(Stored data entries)
------------------------------------------------------------------------

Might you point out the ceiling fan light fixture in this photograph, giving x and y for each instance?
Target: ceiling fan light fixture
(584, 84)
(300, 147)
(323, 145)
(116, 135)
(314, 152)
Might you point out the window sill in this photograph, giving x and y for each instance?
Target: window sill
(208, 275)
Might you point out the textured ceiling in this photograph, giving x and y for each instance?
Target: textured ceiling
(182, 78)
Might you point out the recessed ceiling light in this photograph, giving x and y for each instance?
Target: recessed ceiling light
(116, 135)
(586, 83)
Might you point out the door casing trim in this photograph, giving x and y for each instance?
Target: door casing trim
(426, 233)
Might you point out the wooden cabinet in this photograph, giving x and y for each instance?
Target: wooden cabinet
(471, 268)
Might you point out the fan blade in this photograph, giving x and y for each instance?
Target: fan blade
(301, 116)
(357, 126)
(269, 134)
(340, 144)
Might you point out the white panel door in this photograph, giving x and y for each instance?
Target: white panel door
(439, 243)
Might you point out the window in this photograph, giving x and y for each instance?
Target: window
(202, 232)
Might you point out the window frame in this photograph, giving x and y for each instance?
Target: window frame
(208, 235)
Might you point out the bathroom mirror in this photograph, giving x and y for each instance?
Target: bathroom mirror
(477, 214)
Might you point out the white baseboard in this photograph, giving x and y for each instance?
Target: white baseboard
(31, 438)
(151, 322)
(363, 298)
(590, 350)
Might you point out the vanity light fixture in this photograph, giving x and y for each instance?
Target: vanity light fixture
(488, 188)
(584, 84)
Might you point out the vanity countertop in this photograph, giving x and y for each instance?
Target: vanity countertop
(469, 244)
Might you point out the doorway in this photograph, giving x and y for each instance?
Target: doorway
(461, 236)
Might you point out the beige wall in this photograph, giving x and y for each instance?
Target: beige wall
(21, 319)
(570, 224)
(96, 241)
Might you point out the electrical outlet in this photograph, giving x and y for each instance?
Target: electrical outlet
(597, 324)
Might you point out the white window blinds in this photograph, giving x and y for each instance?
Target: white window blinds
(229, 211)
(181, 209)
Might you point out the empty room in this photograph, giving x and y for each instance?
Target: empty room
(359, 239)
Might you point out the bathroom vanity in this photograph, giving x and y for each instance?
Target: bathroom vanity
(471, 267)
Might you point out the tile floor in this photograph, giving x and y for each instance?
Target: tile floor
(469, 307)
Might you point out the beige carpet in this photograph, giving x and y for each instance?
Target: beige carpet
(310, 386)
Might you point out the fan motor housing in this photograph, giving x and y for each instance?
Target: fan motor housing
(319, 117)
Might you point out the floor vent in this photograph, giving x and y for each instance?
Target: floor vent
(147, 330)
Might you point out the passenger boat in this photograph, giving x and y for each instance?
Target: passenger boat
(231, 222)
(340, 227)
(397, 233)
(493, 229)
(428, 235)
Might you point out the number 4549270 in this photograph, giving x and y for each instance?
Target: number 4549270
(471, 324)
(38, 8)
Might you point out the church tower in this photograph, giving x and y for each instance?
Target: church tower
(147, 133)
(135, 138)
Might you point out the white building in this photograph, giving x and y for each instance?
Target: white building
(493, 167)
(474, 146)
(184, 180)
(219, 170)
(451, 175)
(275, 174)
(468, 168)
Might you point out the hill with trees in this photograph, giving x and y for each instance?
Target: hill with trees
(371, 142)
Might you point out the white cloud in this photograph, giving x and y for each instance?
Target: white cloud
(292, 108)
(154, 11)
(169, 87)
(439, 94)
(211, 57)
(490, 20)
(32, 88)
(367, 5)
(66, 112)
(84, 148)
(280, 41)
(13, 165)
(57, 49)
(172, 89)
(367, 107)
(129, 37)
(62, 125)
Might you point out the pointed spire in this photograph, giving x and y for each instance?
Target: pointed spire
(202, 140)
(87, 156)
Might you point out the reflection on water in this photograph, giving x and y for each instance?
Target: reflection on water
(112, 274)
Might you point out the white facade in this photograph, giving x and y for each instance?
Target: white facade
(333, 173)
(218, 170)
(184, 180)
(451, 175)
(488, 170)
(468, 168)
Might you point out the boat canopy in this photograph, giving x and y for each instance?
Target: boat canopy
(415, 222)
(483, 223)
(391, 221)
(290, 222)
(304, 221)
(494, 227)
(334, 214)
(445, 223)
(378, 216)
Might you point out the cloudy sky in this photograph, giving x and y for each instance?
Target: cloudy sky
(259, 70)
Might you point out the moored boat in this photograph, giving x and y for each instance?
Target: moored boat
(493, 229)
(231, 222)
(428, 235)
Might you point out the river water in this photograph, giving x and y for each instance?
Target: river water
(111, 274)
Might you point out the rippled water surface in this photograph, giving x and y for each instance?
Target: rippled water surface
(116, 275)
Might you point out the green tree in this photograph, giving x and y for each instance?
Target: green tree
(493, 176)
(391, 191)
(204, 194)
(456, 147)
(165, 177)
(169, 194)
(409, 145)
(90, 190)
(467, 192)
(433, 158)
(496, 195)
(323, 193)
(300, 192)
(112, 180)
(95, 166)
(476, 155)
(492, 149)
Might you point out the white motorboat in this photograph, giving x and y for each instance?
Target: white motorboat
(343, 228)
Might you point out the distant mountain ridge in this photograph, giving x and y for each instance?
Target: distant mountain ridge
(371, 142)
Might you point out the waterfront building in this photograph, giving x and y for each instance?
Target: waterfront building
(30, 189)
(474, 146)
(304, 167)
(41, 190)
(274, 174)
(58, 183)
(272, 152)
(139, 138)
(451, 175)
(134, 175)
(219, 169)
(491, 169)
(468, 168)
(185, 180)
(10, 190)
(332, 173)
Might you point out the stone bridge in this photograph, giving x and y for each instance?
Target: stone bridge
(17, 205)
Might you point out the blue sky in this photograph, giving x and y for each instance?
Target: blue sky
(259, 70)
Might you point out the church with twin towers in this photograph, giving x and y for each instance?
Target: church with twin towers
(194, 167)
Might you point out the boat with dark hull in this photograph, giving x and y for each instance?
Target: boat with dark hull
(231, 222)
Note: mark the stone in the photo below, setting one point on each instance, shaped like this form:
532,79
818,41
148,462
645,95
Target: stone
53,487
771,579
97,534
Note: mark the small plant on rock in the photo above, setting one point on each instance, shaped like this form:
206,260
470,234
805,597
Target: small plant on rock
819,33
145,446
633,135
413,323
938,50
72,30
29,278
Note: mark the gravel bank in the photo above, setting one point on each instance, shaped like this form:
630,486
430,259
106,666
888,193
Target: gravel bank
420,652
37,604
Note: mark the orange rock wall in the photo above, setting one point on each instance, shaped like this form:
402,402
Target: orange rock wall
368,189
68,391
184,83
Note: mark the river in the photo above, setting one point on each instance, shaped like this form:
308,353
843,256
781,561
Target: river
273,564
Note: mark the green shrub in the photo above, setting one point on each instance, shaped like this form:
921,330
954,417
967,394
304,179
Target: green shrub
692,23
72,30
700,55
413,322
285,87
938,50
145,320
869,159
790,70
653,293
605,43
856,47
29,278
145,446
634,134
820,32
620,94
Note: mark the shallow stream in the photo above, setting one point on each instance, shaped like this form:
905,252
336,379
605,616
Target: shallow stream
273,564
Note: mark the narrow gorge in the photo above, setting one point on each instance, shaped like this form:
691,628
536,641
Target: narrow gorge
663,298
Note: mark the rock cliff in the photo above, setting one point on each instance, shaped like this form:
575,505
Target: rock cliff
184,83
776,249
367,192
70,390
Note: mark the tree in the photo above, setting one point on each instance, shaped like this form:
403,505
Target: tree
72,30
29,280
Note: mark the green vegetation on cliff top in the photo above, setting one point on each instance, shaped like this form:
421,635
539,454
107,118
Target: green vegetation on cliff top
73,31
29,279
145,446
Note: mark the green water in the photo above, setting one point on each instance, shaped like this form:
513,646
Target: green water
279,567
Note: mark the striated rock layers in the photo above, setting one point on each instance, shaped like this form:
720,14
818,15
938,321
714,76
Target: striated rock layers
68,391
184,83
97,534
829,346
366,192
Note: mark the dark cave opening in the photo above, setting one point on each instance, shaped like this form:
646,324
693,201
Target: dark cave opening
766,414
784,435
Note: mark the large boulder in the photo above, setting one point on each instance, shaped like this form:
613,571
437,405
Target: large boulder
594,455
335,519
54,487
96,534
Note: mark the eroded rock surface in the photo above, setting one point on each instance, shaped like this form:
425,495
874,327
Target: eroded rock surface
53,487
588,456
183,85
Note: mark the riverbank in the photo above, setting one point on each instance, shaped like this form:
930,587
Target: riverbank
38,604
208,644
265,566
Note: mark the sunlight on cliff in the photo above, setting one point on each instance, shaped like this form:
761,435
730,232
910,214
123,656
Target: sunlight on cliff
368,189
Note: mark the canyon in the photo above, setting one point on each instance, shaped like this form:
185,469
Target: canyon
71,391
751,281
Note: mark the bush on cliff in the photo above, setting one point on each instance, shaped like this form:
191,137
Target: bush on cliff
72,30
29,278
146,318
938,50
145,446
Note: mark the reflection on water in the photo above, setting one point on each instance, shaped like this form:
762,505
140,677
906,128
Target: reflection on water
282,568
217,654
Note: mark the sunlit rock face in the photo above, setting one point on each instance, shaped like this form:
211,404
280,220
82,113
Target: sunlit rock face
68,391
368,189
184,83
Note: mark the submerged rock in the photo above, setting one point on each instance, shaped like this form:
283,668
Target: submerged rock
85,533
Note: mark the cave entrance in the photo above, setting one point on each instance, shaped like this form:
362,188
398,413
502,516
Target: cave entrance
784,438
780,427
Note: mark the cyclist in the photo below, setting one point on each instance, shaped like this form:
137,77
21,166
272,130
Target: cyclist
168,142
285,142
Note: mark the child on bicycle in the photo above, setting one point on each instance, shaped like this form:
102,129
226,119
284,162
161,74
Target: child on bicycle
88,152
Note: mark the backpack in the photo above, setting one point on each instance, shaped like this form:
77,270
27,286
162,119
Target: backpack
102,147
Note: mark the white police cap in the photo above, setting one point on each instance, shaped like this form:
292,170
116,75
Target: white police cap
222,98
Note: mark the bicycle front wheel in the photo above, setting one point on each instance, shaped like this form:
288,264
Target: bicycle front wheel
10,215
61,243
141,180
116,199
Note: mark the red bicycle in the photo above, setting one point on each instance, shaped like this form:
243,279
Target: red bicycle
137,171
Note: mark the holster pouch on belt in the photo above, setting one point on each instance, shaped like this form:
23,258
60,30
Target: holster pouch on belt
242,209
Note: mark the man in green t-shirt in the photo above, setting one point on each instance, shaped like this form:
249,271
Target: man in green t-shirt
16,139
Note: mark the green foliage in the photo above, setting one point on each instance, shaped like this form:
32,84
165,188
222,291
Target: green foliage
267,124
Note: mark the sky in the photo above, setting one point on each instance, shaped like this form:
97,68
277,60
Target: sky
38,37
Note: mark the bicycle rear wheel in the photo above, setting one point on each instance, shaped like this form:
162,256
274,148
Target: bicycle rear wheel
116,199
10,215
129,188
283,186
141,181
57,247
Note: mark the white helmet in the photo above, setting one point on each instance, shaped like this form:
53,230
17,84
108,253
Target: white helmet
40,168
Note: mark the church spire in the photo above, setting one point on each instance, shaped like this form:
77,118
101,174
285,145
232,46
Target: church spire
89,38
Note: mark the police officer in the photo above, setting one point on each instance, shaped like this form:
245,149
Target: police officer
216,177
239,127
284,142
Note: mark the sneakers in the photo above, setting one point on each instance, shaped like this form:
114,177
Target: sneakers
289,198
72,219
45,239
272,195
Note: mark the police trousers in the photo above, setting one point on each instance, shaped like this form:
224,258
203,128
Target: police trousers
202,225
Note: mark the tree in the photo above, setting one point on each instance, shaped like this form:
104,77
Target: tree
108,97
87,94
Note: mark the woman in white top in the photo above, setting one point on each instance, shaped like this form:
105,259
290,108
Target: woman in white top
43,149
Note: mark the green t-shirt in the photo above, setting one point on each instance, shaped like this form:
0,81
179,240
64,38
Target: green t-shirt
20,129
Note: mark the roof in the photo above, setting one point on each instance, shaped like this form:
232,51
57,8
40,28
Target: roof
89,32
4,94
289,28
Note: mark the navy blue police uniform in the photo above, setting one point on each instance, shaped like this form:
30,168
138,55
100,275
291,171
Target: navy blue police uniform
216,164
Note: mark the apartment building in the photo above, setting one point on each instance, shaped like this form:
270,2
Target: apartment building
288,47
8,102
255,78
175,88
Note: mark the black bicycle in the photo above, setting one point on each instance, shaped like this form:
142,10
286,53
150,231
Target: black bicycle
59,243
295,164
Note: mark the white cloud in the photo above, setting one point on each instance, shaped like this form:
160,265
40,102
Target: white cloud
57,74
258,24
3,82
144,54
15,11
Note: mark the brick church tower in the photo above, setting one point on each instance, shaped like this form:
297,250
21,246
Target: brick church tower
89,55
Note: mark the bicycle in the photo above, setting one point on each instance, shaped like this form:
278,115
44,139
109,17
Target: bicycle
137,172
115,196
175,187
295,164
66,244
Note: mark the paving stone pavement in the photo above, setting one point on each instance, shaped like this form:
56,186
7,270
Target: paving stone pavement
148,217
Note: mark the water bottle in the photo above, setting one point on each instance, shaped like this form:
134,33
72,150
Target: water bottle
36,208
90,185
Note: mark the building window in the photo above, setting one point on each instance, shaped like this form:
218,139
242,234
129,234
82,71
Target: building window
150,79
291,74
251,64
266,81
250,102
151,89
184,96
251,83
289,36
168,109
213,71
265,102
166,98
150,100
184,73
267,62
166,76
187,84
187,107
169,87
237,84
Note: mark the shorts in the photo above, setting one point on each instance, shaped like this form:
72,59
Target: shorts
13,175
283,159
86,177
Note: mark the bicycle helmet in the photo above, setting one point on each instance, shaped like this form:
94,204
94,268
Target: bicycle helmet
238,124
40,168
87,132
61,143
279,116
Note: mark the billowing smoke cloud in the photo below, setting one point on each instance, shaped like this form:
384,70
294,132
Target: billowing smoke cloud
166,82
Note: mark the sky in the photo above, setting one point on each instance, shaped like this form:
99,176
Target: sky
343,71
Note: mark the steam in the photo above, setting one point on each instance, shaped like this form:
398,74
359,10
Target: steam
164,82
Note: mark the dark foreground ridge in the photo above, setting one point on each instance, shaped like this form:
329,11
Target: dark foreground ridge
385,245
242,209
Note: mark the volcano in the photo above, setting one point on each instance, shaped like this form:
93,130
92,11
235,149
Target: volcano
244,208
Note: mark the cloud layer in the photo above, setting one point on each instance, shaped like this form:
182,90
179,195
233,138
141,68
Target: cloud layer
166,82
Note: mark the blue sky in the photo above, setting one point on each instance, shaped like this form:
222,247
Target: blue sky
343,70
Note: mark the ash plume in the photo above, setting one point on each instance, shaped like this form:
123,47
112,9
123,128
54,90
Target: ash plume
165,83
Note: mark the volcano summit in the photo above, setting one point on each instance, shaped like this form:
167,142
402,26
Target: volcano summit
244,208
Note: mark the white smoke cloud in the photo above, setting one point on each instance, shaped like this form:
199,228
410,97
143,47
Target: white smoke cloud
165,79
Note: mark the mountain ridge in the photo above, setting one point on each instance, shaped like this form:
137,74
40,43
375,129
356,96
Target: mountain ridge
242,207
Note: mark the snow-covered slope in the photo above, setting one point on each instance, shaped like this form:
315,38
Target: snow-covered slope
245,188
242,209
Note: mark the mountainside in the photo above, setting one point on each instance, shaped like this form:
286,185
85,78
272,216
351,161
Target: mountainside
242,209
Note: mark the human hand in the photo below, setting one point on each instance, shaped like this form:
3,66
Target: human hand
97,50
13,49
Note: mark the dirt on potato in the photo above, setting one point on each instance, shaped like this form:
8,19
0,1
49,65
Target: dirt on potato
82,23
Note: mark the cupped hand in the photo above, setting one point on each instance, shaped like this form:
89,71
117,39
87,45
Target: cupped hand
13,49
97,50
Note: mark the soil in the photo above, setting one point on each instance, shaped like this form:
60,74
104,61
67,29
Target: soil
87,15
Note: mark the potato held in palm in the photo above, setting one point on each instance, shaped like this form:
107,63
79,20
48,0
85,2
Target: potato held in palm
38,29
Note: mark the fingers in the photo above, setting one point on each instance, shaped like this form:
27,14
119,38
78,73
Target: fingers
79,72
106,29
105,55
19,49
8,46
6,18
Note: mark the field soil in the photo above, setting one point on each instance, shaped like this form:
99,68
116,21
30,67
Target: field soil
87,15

------------------------------------------------------------------------

● **WORK ORDER**
Would you print exactly, and only, the lines of the data above from the line with "Target: white window blinds" through the line with "Might you point out the bathroom vanity", inclusive?

● **SOLUTION TO THIS TASK**
Target: white window blinds
(229, 211)
(181, 209)
Might you point out the empty room in this photograph, giving x and y for each instance?
Target: empty room
(359, 239)
Might you point out the bathroom vanity in this photograph, giving x and y for each instance?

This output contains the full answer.